╔══
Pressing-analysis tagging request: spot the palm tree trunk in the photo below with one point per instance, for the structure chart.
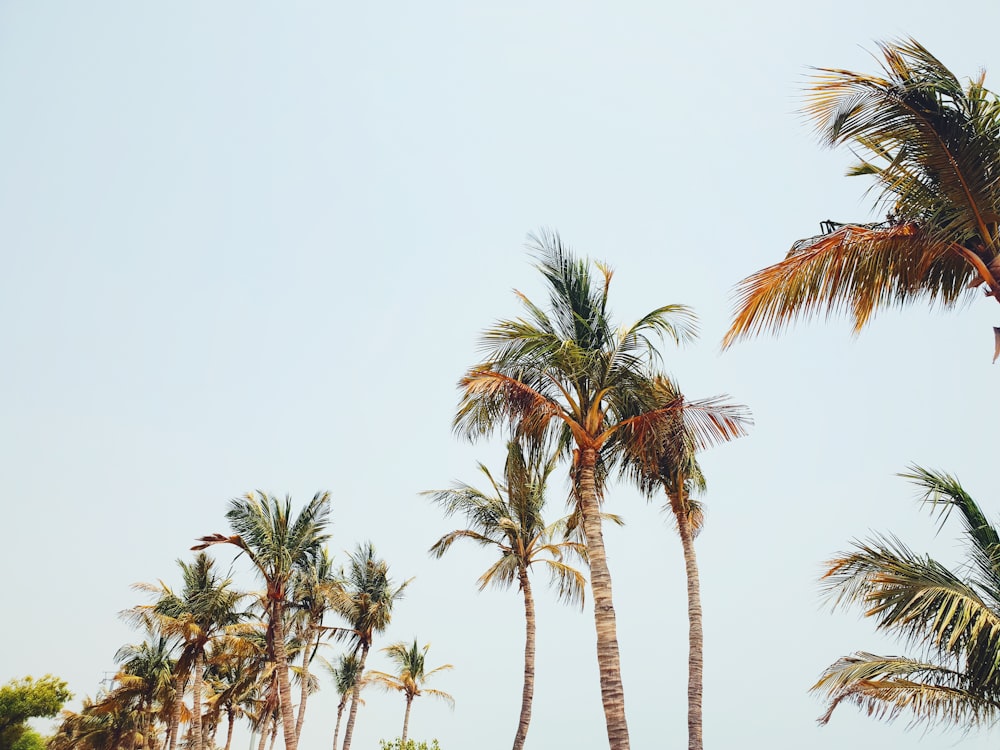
(263, 733)
(355, 698)
(284, 684)
(304, 692)
(336, 728)
(406, 721)
(196, 729)
(180, 683)
(229, 729)
(696, 640)
(608, 658)
(527, 693)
╚══
What you should do: Nothing but the records above, retyped exactly and stripped of images, should appear in the answer.

Response below:
Pressing-analysis tagging request: spot the palm tree trunk in the photo below with one point per instance, for the structure chart.
(263, 733)
(355, 698)
(284, 684)
(304, 692)
(336, 728)
(406, 721)
(196, 729)
(180, 683)
(229, 729)
(696, 640)
(608, 658)
(527, 693)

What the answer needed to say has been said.